Material for this task:

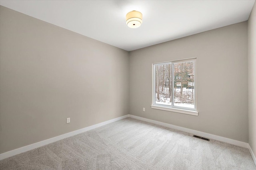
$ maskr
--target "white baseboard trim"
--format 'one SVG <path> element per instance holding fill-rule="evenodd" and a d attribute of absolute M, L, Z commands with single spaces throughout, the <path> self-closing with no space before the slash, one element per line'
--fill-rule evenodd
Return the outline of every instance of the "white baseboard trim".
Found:
<path fill-rule="evenodd" d="M 252 152 L 252 150 L 251 148 L 251 146 L 250 146 L 249 143 L 248 144 L 248 149 L 250 151 L 250 152 L 251 153 L 251 155 L 252 155 L 252 159 L 254 162 L 254 164 L 255 164 L 255 166 L 256 166 L 256 158 L 255 157 L 255 156 L 253 154 L 253 152 Z"/>
<path fill-rule="evenodd" d="M 169 127 L 170 128 L 178 130 L 181 131 L 183 131 L 184 132 L 192 133 L 193 134 L 194 134 L 202 137 L 204 137 L 206 138 L 210 138 L 212 139 L 214 139 L 222 142 L 224 142 L 226 143 L 233 144 L 235 145 L 239 146 L 240 147 L 244 147 L 246 148 L 248 148 L 248 143 L 246 143 L 245 142 L 236 141 L 235 140 L 231 139 L 230 139 L 226 138 L 224 137 L 222 137 L 219 136 L 217 136 L 214 135 L 212 135 L 204 132 L 202 132 L 200 131 L 196 131 L 195 130 L 190 129 L 181 127 L 180 126 L 176 126 L 165 123 L 163 123 L 160 121 L 144 118 L 144 117 L 141 117 L 137 116 L 134 116 L 134 115 L 129 115 L 129 117 L 133 118 L 146 121 L 147 122 L 156 124 L 157 125 L 160 125 L 161 126 Z"/>
<path fill-rule="evenodd" d="M 100 123 L 96 124 L 96 125 L 89 126 L 88 127 L 85 127 L 84 128 L 81 129 L 80 129 L 65 133 L 64 134 L 62 135 L 56 137 L 54 137 L 52 138 L 46 139 L 44 141 L 33 143 L 32 144 L 30 145 L 29 145 L 26 146 L 21 148 L 18 148 L 16 149 L 3 153 L 0 154 L 0 160 L 2 160 L 2 159 L 5 159 L 6 158 L 9 158 L 9 157 L 11 157 L 18 154 L 19 154 L 20 153 L 26 152 L 28 150 L 30 150 L 32 149 L 42 147 L 44 145 L 46 145 L 49 144 L 50 143 L 52 143 L 53 142 L 56 142 L 56 141 L 59 141 L 61 139 L 63 139 L 64 138 L 70 137 L 72 136 L 78 134 L 79 133 L 82 133 L 83 132 L 86 132 L 86 131 L 90 131 L 90 130 L 93 129 L 95 129 L 100 126 L 107 125 L 108 123 L 114 122 L 115 121 L 122 119 L 123 119 L 128 117 L 129 115 L 125 115 L 120 117 L 112 119 L 111 120 L 102 122 Z"/>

Problem description: Set down the listing above again verbatim, omitting the pictures from your answer.

Exercise solution:
$ maskr
--target "white baseboard trim"
--format 'one SVG <path> element per instance holding fill-rule="evenodd" and a d attribute of absolute M, L, Z commands with single spaces throughout, the <path> self-closing with no space before the slash, one element per line'
--fill-rule evenodd
Return the outline of every instance of the "white baseboard trim".
Found:
<path fill-rule="evenodd" d="M 252 152 L 252 150 L 251 148 L 251 146 L 250 146 L 249 143 L 248 144 L 248 149 L 250 151 L 250 152 L 251 153 L 251 155 L 252 155 L 252 159 L 254 162 L 254 164 L 255 164 L 255 166 L 256 166 L 256 158 L 255 157 L 255 156 L 253 154 L 253 152 Z"/>
<path fill-rule="evenodd" d="M 169 127 L 170 128 L 178 130 L 181 131 L 183 131 L 184 132 L 192 133 L 193 134 L 194 134 L 202 137 L 204 137 L 206 138 L 210 138 L 212 139 L 214 139 L 222 142 L 224 142 L 226 143 L 233 144 L 235 145 L 239 146 L 240 147 L 244 147 L 246 148 L 248 148 L 248 143 L 246 143 L 245 142 L 236 141 L 235 140 L 231 139 L 230 139 L 226 138 L 224 137 L 222 137 L 219 136 L 217 136 L 214 135 L 212 135 L 204 132 L 202 132 L 200 131 L 196 131 L 195 130 L 190 129 L 181 127 L 180 126 L 176 126 L 165 123 L 163 123 L 160 121 L 144 118 L 144 117 L 141 117 L 137 116 L 134 116 L 134 115 L 129 115 L 129 117 L 133 118 L 146 121 L 147 122 L 156 124 L 157 125 L 160 125 L 161 126 Z"/>
<path fill-rule="evenodd" d="M 100 123 L 96 124 L 96 125 L 89 126 L 88 127 L 85 127 L 84 128 L 81 129 L 80 129 L 65 133 L 64 134 L 62 135 L 56 137 L 54 137 L 52 138 L 46 139 L 44 141 L 33 143 L 32 144 L 30 145 L 29 145 L 26 146 L 21 148 L 18 148 L 16 149 L 3 153 L 0 154 L 0 160 L 2 160 L 2 159 L 5 159 L 6 158 L 9 158 L 9 157 L 11 157 L 18 154 L 19 154 L 20 153 L 26 152 L 28 150 L 30 150 L 32 149 L 42 147 L 44 145 L 46 145 L 49 144 L 50 143 L 52 143 L 53 142 L 56 142 L 56 141 L 59 141 L 61 139 L 63 139 L 64 138 L 70 137 L 72 136 L 78 134 L 79 133 L 82 133 L 83 132 L 86 132 L 86 131 L 90 131 L 90 130 L 93 129 L 95 129 L 100 126 L 107 125 L 108 123 L 114 122 L 115 121 L 122 119 L 123 119 L 128 117 L 129 115 L 125 115 L 120 117 L 112 119 L 111 120 L 102 122 Z"/>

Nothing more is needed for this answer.